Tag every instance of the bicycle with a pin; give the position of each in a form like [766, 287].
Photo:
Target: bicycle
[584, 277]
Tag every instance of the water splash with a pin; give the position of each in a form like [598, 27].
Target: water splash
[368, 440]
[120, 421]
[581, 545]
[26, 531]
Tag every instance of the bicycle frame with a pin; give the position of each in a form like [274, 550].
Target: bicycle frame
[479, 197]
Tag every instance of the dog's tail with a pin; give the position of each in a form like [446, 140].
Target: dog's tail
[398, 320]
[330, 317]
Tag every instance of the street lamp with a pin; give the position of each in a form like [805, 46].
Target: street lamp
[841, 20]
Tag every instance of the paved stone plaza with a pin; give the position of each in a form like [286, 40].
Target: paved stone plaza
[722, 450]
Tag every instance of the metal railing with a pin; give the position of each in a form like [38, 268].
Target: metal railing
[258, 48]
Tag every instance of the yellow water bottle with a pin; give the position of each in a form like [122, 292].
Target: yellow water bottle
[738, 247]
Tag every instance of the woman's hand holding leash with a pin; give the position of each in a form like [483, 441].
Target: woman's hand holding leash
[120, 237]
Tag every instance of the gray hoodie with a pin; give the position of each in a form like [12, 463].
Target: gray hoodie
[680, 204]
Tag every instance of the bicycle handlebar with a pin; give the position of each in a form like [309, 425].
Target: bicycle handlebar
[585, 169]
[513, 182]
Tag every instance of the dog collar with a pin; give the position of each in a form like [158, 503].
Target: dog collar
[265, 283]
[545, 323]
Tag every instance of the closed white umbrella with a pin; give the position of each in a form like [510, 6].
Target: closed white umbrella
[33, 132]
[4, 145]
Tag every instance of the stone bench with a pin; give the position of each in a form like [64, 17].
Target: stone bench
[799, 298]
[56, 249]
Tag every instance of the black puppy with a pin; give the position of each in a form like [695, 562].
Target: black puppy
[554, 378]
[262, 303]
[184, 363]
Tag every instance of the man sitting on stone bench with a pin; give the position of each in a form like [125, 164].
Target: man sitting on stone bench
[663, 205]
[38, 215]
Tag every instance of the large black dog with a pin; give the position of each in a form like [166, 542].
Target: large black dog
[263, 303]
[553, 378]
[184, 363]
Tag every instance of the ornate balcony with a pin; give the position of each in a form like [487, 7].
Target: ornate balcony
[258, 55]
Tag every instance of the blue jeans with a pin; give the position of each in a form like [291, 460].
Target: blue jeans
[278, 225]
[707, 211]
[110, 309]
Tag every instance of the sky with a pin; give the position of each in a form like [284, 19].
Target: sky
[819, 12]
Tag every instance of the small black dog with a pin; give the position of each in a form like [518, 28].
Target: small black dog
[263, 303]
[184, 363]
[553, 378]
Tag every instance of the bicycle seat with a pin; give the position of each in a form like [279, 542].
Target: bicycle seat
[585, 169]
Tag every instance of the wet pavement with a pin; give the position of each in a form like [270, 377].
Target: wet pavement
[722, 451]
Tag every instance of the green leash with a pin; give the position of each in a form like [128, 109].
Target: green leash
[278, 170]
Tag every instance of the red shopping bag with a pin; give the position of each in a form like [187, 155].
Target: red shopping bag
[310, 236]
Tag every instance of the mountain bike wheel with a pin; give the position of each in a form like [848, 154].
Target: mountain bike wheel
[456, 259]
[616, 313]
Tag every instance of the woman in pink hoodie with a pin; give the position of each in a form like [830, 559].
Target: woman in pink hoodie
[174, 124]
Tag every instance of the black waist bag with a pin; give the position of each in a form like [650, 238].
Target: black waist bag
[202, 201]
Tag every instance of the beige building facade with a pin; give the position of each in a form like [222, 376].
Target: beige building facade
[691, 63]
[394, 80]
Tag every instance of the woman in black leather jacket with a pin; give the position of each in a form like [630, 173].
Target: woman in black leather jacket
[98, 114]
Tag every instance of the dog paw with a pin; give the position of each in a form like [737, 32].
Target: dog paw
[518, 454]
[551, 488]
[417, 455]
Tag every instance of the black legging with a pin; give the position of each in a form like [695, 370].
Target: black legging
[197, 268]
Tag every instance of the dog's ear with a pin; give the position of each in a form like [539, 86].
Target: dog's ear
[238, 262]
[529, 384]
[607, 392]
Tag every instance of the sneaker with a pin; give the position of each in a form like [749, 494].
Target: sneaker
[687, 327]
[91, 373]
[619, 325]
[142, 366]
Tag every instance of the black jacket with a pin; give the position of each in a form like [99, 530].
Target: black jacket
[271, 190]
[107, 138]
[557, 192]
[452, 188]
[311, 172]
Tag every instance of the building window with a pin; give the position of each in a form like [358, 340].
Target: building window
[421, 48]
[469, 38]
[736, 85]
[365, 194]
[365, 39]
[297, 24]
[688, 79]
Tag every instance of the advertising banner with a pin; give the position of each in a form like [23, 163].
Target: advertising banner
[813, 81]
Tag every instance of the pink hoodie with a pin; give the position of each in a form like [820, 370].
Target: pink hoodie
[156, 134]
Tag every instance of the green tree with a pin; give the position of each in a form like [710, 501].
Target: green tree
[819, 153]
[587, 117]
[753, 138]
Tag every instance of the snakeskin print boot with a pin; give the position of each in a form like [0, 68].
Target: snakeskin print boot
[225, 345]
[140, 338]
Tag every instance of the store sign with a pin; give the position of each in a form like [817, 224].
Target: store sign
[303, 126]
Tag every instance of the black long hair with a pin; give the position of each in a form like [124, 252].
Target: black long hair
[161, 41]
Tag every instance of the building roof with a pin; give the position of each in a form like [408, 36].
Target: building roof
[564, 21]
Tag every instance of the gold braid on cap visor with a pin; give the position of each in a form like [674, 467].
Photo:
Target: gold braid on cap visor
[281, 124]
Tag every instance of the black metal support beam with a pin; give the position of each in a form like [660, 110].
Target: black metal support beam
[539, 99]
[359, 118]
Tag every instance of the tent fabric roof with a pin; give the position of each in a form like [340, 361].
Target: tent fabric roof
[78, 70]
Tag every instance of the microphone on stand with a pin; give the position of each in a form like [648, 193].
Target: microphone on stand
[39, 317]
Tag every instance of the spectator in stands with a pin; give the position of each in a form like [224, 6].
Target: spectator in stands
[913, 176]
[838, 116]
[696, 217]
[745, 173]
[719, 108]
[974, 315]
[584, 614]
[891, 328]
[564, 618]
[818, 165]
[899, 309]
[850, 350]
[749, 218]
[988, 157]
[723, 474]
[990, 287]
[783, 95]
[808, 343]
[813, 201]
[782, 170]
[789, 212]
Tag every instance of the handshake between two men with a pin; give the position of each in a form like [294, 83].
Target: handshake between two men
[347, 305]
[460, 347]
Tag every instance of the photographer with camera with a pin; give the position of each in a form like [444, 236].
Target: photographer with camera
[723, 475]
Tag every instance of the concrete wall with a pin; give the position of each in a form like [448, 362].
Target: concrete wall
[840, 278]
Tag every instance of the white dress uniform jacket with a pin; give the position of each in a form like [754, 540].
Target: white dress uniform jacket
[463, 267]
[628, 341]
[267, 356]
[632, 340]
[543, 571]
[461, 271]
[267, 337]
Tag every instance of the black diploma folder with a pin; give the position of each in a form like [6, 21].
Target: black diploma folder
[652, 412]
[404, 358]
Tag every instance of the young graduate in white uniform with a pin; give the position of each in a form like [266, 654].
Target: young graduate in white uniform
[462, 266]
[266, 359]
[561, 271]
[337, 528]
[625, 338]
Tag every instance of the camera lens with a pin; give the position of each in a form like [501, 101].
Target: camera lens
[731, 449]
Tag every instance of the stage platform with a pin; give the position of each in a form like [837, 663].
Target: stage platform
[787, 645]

▶ [STATED PROBLEM]:
Everything from the line containing "Tag every instance of the handshake" to the end of the data above should be quoted exactly, please, both ends included, and nothing outside that span.

▶ [FINISHED EXERCISE]:
Tag every instance of the handshake between two men with a pin; give the position of each in a form like [294, 83].
Target: handshake between two men
[347, 305]
[460, 347]
Tag every instance of the photographer with camera with a pin; give the position of each in a form like [444, 236].
Target: photographer with camera
[723, 475]
Tag every instance of the concrete wall with a pin; give the position of each in a form like [448, 362].
Target: concrete wall
[840, 278]
Tag every instance of the white dress uniform jacket with a pin; give the position of each in a form like [754, 540].
Target: white dress uniform jacket
[463, 267]
[628, 341]
[267, 356]
[632, 340]
[543, 571]
[461, 271]
[267, 337]
Tag every instance of the black diploma folder with a pin; give the position of each in a form like [6, 21].
Target: black diploma folder
[652, 412]
[404, 358]
Tag every instance of the young graduate in white uniform with a pin; give the position of each in a form like [266, 654].
Target: young graduate in white uniform
[462, 266]
[266, 359]
[561, 271]
[337, 528]
[625, 338]
Tag every instance of the camera lens with a pin; give the position of each in a form like [501, 101].
Target: camera lens
[731, 449]
Tag every instance of the stage platform with a pin; give the position of each in a form like [837, 663].
Target: stage platform
[787, 645]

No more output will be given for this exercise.